## What the exercise asks
Show each line of the rows below that contains the word "dark".

## Excerpted records
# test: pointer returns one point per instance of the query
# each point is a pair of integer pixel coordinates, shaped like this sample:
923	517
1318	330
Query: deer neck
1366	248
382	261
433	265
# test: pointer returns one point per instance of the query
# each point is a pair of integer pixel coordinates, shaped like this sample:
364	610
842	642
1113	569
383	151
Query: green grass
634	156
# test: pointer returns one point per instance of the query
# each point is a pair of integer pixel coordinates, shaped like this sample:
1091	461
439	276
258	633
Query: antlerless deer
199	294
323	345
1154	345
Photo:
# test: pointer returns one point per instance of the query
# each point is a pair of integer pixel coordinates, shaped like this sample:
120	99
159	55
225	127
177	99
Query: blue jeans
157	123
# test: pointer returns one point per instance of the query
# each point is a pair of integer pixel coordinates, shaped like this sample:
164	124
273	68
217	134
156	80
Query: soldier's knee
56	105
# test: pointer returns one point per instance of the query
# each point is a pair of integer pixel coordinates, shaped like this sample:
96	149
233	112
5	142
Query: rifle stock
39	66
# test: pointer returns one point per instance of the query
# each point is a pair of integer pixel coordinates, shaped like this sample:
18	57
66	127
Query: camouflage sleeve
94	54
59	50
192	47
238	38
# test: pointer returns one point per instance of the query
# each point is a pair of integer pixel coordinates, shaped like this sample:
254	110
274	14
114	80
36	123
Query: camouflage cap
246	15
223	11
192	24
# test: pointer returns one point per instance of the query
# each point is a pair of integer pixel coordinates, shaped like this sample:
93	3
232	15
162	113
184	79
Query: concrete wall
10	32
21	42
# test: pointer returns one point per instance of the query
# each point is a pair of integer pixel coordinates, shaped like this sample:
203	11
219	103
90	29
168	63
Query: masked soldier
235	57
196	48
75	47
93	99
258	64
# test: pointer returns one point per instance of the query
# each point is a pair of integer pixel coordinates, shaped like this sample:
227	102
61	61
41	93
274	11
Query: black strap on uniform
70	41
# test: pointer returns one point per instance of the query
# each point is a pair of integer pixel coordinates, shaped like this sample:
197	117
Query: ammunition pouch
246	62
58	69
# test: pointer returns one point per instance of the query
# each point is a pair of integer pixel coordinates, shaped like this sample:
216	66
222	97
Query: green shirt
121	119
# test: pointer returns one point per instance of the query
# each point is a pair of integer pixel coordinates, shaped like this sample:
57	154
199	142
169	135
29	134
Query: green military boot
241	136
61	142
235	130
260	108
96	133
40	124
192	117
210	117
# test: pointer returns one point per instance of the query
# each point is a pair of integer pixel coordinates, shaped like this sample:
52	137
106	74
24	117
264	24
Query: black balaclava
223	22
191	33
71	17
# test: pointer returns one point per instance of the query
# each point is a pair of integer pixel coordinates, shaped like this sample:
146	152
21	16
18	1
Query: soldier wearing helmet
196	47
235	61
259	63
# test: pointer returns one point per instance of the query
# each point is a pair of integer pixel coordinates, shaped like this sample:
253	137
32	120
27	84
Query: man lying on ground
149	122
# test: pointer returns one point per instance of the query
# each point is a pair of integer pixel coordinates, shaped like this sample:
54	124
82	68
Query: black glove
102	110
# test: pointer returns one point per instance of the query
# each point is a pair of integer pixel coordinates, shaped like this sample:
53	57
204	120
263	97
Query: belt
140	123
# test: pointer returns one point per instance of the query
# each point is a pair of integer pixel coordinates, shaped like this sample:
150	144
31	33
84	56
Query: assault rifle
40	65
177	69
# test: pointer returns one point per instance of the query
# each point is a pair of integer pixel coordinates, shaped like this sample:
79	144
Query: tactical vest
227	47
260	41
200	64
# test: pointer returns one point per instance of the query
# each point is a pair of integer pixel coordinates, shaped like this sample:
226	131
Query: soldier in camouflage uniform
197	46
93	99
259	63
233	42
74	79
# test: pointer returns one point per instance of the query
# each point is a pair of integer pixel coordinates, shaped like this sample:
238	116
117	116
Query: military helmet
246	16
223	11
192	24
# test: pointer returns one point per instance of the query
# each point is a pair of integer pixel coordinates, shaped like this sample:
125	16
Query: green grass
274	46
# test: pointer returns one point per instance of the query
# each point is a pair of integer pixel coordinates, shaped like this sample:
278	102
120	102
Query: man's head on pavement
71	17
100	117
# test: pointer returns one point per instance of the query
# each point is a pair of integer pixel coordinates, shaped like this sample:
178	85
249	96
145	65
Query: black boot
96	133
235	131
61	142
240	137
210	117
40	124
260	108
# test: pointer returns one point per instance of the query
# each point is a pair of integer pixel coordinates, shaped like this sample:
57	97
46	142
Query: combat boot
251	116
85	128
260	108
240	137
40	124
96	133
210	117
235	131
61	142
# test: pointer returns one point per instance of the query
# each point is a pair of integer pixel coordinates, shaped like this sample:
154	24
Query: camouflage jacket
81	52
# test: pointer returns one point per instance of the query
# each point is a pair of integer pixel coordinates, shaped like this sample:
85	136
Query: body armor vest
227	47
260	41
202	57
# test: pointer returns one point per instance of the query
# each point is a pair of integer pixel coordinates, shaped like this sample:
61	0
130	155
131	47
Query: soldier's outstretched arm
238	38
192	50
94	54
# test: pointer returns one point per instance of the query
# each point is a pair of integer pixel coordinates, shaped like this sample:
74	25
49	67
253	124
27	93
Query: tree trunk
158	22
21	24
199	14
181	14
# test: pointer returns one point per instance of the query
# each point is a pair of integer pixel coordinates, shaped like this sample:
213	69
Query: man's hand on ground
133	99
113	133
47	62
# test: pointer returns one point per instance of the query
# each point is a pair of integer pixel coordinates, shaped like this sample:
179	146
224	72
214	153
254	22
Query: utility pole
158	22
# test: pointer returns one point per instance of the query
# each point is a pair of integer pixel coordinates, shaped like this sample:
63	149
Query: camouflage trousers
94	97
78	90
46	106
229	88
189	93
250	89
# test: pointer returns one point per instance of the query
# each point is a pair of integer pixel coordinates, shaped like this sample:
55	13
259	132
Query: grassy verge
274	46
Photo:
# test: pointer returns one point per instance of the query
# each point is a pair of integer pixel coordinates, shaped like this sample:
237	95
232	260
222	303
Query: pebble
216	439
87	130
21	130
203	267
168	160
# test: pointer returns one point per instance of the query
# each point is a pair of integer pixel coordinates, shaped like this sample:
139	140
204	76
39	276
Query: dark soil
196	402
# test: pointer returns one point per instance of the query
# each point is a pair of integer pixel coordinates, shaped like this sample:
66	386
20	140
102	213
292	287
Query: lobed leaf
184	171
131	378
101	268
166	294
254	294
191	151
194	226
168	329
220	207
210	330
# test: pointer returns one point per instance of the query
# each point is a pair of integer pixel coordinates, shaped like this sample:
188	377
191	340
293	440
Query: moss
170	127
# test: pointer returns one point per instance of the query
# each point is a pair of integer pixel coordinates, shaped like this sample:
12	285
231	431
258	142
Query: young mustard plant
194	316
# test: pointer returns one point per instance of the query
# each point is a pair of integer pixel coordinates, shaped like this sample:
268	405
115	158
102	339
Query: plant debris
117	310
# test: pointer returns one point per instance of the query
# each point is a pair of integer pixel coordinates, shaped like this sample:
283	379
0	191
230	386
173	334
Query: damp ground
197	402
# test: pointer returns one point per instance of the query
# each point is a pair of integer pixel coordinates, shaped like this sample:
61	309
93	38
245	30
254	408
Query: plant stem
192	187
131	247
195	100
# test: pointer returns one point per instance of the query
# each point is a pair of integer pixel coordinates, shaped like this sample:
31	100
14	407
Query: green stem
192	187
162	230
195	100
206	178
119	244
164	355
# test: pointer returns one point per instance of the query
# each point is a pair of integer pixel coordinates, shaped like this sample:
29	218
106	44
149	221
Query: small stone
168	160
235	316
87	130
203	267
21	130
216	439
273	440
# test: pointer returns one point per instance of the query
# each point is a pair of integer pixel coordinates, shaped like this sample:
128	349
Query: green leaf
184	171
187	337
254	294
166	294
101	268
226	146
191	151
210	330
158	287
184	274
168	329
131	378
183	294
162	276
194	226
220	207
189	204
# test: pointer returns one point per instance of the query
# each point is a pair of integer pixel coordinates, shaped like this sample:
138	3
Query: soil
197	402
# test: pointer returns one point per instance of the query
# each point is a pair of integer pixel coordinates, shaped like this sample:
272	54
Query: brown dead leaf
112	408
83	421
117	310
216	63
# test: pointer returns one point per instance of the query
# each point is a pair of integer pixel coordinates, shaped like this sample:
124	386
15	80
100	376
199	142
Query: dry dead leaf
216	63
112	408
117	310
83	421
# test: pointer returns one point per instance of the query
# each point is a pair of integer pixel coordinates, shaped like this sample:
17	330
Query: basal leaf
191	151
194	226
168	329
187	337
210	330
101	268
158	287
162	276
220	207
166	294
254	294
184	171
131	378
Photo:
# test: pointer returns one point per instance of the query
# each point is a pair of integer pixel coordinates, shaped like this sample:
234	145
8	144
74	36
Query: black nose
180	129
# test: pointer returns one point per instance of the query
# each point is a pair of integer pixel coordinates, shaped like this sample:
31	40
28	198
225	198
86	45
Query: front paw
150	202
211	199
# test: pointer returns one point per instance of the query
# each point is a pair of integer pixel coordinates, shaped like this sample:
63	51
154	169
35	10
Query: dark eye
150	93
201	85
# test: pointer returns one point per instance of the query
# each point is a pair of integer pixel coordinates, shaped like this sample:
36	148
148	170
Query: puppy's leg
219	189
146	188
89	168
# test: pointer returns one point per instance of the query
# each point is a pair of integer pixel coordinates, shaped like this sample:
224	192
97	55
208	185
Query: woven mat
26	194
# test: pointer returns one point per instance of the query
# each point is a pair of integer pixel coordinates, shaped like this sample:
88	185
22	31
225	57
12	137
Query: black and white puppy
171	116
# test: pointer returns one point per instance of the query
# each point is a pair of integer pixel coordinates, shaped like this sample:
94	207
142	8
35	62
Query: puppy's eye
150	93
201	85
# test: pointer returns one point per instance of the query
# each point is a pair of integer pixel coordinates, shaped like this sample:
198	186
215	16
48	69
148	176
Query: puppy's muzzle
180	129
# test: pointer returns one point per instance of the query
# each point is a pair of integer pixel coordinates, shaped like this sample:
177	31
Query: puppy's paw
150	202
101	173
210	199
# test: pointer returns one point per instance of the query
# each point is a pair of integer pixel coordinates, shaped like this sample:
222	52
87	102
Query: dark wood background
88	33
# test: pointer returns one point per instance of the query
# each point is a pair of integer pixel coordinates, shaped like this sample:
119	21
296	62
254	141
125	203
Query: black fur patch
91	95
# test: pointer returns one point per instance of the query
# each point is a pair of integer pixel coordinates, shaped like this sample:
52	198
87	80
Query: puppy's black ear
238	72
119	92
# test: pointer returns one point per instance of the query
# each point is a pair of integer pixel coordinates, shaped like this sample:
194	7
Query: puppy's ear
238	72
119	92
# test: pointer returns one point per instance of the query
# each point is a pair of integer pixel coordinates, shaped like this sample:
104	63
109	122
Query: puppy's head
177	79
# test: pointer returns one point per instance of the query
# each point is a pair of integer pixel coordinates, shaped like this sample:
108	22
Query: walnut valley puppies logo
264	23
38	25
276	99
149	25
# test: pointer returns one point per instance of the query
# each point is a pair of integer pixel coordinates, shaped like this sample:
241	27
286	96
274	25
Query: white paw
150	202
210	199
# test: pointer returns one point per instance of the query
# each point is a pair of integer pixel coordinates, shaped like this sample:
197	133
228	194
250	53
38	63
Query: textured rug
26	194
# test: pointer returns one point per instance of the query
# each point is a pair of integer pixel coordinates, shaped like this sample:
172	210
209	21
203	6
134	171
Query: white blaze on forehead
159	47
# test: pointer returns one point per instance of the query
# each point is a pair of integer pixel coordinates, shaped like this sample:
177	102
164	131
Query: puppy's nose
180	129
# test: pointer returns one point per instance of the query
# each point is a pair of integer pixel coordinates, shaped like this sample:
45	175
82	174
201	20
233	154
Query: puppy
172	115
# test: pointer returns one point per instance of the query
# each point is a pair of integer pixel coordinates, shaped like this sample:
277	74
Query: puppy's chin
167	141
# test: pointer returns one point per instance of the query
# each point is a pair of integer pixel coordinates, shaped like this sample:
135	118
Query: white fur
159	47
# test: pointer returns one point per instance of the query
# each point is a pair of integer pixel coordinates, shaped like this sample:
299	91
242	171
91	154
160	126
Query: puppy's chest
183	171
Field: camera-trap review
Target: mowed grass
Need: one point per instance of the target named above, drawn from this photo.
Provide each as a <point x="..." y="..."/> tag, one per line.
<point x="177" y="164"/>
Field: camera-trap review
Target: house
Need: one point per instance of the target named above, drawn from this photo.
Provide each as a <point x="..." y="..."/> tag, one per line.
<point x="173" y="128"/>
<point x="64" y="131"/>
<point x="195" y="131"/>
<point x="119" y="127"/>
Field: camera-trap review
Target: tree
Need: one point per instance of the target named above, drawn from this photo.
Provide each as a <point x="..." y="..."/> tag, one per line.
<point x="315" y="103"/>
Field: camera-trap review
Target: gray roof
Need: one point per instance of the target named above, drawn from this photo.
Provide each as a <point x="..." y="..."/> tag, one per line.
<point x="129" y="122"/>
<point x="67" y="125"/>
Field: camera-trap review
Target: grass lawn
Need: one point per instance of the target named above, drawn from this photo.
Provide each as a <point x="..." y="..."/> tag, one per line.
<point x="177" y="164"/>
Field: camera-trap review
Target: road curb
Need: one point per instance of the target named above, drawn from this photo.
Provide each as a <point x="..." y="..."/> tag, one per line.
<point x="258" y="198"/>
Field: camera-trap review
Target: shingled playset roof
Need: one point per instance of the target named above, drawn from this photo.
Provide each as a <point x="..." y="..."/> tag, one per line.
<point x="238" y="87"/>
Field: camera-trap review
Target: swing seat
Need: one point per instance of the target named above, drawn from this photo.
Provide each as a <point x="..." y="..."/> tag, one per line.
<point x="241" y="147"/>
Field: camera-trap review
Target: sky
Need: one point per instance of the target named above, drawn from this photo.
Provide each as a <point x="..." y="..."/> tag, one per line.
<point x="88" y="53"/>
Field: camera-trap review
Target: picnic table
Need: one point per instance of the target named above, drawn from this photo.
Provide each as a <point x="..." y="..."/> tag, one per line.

## Result for this task
Query: dark soil
Query: dark eye
Query: dark wood background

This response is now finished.